International Standards are drafted in accordance with the rules given in the ISO/IEC Directives, Part 2.
The main task of the joint technical committee is to prepare International Standards. Draft International
Standards adopted by the joint technical committee are circulated to national bodies for voting. Publication as
an International Standard requires approval by at least 75 % of the national bodies casting a vote.
Attention is drawn to the possibility that some of the elements of this document may be the subject of patent
rights. ISO and IEC shall not be held responsible for identifying any or all such patent rights.
ISO/IEC 19795-2 was prepared by Joint Technical Committee ISO/IEC JTC 1, Information technology,
Subcommittee SC 37, Biometrics.
ISO/IEC 19795 consists of the following parts, under the general title Information technology — Biometric
performance testing and reporting:
⎯ Part 1: Principles and framework
⎯ Part 2: Testing methodologies for technology and scenario evaluation
The following parts are under preparation:
⎯ Part 3: Modality-specific testing [Technical Report]
⎯ Part 4: Performance and interoperability testing of data interchange formats
⎯ Part 5: Performance of biometric access control systems
iv © ISO/IEC 2007 – All rights reserved
Introduction
This part of ISO/IEC 19795 addresses two specific biometric performance testing methodologies: technology
and scenario evaluation. The large majority of biometric tests are of one of these two generic evaluation types.
Technology evaluations evaluate enrolment and comparison algorithms by means of previously collected
corpuses, while scenario evaluations evaluate sensors and algorithms by processing of samples collected
from Test Subjects in real time. The former is intended for generation of large volumes of comparison scores
and candidate lists indicative of the fundamental discriminating power of an algorithm. The latter is intended
for measurement of performance in modeled environments, inclusive of Test Subject-system interactions.
This part of ISO/IEC 19795 builds on requirements and best practices specified in ISO/IEC 19795-1, which
addresses specific philosophies and principles that can be applied over a broad range of test conditions.
This part of ISO/IEC 19795 is meant to provide biometric system developers, deployers and end users with
mechanisms for design, execution and reporting of biometric performance tests in a fashion that allows
meaningful benchmarking of biometric performance within and across technologies, usage scenarios and
environments.
© ISO/IEC 2007 – All rights reserved v
INTERNATIONAL STANDARD ISO/IEC 19795-2:2007(E)
Information technology — Biometric performance testing and
reporting —
Part 2:
Testing methodologies for technology and scenario evaluation
1 Scope
This part of ISO/IEC 19795 provides requirements and recommendations on data collection, analysis and
reporting specific to two primary types of evaluation: technology evaluation and scenario evaluation.

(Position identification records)
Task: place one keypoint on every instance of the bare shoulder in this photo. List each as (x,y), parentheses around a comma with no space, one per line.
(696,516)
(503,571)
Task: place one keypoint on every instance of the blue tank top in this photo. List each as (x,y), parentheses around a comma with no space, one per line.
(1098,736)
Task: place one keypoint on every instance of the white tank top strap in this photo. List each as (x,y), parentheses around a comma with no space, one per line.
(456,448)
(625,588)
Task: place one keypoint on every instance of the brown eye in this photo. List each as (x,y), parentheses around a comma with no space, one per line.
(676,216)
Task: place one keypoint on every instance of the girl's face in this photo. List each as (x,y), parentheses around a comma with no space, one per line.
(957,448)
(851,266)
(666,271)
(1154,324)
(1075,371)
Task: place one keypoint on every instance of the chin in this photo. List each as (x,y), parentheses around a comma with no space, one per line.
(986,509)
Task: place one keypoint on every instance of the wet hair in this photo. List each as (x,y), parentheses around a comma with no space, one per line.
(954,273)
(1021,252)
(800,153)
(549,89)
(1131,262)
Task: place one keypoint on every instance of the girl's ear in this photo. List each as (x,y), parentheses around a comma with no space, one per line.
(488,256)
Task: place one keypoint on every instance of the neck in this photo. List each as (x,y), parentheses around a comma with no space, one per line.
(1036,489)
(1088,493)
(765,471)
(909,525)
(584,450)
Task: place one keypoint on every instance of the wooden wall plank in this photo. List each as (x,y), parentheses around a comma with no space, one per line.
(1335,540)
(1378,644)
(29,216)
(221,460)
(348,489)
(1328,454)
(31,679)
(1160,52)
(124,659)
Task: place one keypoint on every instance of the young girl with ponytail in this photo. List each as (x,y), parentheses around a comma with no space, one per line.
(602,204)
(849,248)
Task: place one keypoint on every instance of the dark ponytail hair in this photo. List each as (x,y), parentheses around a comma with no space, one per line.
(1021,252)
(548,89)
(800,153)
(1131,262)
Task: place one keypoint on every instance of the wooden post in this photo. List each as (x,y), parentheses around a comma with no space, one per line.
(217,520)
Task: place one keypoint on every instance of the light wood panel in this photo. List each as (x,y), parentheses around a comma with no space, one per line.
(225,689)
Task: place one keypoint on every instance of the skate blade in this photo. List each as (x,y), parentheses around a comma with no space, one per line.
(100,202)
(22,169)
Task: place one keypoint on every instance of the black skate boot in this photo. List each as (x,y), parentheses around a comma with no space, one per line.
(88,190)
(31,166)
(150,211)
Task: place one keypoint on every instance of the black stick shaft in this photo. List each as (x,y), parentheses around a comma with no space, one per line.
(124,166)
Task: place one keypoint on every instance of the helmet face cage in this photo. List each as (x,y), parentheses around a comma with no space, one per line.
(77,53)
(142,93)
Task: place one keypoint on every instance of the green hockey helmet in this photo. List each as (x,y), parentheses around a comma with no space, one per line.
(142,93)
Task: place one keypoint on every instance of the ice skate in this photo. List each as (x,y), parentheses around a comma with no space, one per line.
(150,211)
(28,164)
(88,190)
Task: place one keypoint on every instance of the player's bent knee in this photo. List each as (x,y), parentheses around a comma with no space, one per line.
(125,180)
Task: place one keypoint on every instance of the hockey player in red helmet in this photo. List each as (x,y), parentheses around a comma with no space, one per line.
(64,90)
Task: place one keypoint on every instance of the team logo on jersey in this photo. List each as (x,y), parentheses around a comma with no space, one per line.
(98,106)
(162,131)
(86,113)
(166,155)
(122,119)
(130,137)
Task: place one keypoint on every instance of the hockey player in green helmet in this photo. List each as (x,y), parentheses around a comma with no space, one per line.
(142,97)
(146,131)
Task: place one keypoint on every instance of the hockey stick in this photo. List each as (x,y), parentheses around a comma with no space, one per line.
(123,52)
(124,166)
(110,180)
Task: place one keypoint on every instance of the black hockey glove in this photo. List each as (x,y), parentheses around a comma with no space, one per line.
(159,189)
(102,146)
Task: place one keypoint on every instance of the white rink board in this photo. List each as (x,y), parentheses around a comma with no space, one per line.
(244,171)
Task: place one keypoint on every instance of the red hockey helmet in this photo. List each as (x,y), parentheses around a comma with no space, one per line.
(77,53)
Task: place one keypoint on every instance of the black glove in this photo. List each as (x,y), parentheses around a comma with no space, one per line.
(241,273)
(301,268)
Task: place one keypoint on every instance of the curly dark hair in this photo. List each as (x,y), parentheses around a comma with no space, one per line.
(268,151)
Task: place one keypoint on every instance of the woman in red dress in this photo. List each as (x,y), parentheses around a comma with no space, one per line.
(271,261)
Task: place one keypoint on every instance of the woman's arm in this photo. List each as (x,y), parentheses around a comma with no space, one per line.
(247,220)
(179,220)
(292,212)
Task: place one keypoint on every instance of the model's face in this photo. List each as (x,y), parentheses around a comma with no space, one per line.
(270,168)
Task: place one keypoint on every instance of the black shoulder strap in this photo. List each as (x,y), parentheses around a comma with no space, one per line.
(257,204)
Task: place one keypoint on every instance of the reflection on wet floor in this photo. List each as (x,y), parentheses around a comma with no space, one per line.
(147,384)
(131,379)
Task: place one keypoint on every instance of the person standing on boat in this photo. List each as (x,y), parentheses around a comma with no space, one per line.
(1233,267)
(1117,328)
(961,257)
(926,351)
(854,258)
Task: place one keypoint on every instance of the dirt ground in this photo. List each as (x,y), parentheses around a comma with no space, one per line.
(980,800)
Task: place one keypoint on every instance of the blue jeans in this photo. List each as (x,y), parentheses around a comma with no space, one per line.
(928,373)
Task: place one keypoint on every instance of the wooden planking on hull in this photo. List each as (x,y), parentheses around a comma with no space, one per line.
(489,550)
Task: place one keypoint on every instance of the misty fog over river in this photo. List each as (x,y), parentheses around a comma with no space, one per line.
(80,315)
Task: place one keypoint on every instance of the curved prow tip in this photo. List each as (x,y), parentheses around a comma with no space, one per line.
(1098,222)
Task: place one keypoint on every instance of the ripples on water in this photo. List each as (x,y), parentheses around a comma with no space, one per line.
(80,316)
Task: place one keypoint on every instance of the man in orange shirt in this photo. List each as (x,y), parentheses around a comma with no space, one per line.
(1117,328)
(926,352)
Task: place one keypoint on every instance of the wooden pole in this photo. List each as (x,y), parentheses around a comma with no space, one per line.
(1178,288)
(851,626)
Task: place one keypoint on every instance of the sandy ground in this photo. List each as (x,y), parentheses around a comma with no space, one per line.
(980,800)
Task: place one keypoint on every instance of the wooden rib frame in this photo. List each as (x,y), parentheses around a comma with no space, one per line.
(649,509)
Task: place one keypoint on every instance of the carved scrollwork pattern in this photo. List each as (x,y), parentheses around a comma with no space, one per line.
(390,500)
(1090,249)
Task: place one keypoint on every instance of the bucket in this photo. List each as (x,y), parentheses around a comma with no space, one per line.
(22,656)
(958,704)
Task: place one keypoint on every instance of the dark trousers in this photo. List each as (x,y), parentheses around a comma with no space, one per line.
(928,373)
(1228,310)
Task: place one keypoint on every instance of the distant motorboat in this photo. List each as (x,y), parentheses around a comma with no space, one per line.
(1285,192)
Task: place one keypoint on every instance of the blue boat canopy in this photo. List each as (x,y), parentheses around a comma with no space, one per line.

- **REQUEST A**:
In one to three sentences, explain why, according to the ISO/IEC 19795-2 excerpt, this part of the standard focuses on technology evaluation and scenario evaluation.
- **REQUEST B**:
From the ISO/IEC 19795-2 excerpt, retype everything from "Technology evaluations evaluate" down to "of test conditions.".
The material has no connection to the ISO/IEC 19795-2 excerpt.

- **EXERCISE RESULT A**:
This part of the standard focuses on those two methodologies because the large majority of biometric tests fall into one of these two generic evaluation types.

- **EXERCISE RESULT B**:
Technology evaluations evaluate enrolment and comparison algorithms by means of previously collected
corpuses, while scenario evaluations evaluate sensors and algorithms by processing of samples collected
from Test Subjects in real time. The former is intended for generation of large volumes of comparison scores
and candidate lists indicative of the fundamental discriminating power of an algorithm. The latter is intended
for measurement of performance in modeled environments, inclusive of Test Subject-system interactions.
This part of ISO/IEC 19795 builds on requirements and best practices specified in ISO/IEC 19795-1, which
addresses specific philosophies and principles that can be applied over a broad range of test conditions.